Reproduce verbatim the lines of the entries below, starting at the line that contains "player in red" and ending at the line that contains "[103,28,143,131]", with both of those lines included.

Available data start

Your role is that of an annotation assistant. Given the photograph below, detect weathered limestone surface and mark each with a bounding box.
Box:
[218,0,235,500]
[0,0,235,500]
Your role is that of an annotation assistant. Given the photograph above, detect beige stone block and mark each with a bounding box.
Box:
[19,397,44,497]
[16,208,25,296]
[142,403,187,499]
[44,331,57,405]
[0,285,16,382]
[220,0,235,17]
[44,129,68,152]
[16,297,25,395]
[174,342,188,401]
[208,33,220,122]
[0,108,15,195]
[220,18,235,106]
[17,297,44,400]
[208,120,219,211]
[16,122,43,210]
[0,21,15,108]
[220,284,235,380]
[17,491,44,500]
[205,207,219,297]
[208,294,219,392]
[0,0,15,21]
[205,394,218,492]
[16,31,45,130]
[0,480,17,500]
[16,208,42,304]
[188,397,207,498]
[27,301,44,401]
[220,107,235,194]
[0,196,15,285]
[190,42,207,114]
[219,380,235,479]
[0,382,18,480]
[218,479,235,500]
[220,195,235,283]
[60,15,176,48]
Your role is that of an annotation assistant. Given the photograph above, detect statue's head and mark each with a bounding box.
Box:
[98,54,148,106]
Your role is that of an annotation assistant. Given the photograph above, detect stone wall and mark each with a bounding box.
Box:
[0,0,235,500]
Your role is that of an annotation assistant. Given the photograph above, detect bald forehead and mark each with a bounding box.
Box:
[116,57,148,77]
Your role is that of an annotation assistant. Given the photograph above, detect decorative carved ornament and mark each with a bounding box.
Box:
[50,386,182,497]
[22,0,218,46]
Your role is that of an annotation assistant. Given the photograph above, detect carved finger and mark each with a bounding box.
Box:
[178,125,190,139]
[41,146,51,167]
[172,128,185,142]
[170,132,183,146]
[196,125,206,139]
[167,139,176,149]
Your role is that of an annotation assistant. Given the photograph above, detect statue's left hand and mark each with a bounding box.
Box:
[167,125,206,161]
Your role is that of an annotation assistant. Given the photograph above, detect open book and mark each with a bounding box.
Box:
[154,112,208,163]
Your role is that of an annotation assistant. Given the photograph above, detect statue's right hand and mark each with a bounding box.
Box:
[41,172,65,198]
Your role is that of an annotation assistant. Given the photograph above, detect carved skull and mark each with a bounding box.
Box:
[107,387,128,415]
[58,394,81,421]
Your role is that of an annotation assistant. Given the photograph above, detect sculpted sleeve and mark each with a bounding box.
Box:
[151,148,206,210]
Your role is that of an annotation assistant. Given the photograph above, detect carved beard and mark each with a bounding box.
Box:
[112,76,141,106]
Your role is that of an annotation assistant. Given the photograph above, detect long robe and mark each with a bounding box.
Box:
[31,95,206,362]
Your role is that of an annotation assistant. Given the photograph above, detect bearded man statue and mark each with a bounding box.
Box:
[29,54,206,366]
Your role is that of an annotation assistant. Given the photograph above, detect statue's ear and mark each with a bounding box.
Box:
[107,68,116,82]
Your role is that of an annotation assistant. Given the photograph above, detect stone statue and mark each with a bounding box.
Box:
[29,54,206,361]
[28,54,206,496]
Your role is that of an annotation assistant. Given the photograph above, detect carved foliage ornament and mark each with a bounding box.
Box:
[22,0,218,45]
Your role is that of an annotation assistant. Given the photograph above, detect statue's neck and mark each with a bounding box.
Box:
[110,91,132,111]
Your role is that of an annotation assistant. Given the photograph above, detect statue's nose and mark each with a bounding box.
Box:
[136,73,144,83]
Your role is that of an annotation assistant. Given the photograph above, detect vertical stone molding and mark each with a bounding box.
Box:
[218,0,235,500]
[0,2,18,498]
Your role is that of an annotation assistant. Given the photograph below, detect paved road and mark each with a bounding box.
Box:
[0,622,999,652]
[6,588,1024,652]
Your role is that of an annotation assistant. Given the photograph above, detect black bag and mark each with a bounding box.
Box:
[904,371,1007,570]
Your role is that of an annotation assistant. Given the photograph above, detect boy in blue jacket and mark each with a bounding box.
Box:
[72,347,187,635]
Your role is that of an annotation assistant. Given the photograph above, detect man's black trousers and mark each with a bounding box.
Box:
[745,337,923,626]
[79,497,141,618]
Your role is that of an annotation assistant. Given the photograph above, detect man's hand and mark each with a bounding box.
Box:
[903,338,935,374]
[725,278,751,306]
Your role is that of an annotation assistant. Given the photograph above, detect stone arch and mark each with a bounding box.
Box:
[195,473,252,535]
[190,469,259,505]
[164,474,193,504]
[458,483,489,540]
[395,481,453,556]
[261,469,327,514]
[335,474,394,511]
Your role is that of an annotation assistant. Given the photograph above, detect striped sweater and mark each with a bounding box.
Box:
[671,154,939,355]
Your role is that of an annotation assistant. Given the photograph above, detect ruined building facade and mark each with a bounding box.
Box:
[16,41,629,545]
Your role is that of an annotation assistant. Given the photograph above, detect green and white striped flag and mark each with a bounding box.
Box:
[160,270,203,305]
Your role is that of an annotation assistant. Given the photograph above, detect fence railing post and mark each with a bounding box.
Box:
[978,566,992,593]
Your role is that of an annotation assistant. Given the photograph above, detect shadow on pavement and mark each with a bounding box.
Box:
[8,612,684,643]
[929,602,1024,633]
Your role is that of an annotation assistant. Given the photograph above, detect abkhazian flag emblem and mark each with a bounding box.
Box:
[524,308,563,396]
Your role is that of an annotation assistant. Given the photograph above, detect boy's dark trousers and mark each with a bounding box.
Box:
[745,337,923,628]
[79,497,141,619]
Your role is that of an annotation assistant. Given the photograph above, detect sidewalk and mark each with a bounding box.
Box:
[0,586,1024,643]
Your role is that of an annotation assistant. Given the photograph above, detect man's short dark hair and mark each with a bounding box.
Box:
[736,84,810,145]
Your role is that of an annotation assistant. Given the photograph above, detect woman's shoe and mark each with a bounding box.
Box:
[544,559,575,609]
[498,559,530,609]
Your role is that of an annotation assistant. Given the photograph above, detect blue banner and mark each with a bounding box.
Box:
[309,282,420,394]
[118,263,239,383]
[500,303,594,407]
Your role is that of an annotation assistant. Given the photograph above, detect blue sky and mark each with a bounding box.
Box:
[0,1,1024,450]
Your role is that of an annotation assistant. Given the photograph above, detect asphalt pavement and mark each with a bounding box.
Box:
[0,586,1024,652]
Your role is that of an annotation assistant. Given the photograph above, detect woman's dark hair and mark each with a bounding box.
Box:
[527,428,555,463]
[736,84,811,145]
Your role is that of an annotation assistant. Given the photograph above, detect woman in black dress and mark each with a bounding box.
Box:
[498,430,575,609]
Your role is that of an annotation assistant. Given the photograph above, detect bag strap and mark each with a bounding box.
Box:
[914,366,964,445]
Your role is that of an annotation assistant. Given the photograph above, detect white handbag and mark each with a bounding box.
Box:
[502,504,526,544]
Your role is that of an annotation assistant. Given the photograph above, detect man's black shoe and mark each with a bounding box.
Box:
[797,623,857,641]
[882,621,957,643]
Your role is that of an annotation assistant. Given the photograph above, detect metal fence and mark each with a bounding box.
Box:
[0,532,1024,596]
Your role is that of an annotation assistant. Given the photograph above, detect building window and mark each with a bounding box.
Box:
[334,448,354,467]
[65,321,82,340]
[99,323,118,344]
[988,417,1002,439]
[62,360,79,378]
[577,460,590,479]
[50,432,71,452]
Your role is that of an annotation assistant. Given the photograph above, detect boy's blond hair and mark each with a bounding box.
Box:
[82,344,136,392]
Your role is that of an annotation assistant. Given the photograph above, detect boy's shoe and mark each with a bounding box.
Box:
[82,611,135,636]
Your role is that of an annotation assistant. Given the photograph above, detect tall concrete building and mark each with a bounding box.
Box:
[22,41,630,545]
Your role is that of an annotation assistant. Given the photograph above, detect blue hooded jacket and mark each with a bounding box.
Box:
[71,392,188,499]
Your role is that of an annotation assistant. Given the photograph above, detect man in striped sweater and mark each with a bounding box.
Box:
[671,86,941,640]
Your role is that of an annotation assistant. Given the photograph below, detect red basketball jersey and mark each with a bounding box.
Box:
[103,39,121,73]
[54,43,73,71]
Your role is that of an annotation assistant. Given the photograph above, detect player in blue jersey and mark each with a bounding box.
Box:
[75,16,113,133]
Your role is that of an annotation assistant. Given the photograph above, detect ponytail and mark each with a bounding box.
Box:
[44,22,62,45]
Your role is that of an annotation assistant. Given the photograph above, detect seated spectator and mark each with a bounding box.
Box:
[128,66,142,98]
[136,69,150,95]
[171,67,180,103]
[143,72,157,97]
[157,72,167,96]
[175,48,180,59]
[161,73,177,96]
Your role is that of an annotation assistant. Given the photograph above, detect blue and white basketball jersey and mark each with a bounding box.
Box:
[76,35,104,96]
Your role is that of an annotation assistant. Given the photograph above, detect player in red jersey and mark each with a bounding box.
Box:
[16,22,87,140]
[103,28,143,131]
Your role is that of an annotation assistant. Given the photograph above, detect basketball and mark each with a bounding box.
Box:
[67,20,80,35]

Available data end

Complete output ::
Your role is that of an annotation assistant. Given the photograph above, detect player in red jersey and mark each with a bounding box.
Box:
[16,22,87,140]
[103,28,143,131]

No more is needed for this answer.